*Exercise data*:
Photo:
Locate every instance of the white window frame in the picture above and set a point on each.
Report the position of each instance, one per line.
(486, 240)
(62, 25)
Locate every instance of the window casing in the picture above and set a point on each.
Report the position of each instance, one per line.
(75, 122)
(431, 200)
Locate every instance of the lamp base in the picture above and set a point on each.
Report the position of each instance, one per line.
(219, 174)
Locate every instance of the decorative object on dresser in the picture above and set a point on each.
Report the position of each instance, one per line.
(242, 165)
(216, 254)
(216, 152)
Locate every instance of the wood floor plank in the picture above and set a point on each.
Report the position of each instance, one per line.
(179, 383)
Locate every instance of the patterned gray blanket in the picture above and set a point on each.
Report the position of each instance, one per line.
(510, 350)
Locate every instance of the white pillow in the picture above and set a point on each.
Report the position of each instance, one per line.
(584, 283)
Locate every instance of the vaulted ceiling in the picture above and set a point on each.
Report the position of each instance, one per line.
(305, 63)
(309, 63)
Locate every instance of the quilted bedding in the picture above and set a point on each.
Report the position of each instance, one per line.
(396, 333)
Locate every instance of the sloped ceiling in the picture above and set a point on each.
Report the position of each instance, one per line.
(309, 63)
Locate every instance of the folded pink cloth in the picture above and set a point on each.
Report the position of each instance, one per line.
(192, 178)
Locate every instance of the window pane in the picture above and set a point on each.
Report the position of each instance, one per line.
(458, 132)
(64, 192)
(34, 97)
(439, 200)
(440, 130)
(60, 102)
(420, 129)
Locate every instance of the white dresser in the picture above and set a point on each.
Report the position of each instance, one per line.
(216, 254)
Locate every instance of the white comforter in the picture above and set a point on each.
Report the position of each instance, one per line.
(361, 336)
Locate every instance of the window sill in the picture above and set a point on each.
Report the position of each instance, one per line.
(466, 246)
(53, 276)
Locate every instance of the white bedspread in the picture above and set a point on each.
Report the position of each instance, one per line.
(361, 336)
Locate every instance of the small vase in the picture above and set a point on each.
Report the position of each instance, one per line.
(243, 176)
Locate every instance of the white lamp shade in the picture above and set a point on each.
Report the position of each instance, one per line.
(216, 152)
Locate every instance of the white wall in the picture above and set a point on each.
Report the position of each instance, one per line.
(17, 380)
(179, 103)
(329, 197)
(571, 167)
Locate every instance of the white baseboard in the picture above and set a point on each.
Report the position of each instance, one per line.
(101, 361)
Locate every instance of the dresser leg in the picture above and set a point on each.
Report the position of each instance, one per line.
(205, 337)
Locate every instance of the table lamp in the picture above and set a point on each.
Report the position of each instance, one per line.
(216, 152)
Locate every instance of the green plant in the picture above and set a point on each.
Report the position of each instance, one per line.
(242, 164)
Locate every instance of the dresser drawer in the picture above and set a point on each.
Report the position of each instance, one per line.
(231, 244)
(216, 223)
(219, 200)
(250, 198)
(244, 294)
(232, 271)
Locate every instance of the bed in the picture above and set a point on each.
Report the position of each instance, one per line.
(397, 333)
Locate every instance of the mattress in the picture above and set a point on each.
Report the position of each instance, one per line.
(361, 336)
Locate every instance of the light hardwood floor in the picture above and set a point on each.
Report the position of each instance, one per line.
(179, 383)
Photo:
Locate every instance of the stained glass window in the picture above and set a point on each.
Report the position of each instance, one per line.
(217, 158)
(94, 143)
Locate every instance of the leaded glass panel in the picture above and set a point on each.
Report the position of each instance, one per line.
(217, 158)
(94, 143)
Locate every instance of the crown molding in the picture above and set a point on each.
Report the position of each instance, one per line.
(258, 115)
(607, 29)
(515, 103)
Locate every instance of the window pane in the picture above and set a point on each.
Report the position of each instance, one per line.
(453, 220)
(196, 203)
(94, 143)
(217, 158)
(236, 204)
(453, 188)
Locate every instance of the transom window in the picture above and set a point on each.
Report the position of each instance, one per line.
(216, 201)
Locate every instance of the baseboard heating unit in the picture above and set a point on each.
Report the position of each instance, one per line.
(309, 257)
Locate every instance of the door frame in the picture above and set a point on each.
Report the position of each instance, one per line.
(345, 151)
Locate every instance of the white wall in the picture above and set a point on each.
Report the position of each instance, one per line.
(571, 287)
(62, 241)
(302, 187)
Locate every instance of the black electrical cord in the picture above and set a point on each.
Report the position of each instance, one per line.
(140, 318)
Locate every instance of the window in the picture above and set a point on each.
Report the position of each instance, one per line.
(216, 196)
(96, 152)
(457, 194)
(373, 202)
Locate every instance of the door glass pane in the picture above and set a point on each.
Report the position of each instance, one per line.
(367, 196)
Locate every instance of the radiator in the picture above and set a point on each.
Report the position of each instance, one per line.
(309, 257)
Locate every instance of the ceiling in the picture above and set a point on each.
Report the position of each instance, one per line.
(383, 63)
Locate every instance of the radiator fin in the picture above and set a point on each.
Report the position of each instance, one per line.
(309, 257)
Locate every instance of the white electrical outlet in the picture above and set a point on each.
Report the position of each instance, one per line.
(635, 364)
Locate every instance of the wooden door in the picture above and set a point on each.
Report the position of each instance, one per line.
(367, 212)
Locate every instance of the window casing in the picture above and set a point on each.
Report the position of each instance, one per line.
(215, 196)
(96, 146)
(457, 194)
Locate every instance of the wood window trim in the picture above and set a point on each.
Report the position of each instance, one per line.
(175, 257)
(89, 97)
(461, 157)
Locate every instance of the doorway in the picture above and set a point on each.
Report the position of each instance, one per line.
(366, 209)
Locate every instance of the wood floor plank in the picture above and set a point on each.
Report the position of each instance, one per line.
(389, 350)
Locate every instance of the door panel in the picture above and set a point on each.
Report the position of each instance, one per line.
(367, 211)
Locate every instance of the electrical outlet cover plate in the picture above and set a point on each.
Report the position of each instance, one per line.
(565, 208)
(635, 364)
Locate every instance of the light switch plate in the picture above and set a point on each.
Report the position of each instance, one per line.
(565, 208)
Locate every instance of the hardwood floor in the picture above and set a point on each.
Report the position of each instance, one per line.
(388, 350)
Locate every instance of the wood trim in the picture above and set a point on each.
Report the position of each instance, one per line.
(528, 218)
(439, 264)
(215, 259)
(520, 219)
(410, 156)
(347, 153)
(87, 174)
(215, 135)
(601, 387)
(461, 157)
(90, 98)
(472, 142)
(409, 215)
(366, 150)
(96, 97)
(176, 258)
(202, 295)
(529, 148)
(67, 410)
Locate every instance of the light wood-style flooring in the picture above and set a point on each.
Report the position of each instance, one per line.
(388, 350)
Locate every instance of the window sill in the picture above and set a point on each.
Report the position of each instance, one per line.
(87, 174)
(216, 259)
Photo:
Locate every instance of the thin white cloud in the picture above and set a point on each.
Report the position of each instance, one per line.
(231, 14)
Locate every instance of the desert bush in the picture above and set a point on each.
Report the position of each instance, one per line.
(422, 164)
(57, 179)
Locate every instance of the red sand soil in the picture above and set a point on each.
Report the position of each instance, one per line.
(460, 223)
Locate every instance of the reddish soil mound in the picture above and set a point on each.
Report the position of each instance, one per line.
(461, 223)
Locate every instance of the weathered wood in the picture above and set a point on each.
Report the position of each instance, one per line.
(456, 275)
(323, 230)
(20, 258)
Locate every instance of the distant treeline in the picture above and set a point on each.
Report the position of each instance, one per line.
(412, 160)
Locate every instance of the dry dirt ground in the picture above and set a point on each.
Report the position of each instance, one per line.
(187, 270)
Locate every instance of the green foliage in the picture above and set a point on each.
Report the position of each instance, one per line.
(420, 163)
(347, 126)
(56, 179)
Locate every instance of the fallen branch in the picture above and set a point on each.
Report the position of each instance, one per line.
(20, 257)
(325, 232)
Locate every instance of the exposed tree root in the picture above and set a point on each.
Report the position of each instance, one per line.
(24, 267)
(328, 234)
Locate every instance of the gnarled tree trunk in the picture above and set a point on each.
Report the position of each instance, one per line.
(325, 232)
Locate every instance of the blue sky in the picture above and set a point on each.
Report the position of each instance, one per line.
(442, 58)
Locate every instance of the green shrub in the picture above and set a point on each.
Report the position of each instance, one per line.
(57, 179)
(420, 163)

*Task requirements*: Rewrite the data from the line with "Locate every instance of the green foliage" up to and including the final line. Keep every line in order, but multiply each coordinate in the answers by 0.2 and round to a whole number, rounding halves up.

*Response to the task*:
Locate every instance of the green foliage in the picture above and set a point on each.
Report the position of each instance, one per line.
(84, 33)
(69, 25)
(11, 36)
Locate every instance of the fallen branch in the picture above and set a point on each.
Report the position of each instance, one per line.
(4, 51)
(65, 46)
Locate every instance of the exposed tree root in the picture above and set a point on each.
Report the position of each instance, one per line.
(5, 53)
(66, 47)
Locate every instance of the gnarled tree trunk in the picture above and set a point on each.
Report the position of each instance, one per line.
(65, 46)
Locate every instance of the blue sky in the picture above and set a point on each.
Report the position of each instance, one per line.
(88, 12)
Locate every instance of the green shrub in the picture above and set a point on each.
Report the position of each instance, one per line.
(11, 36)
(84, 33)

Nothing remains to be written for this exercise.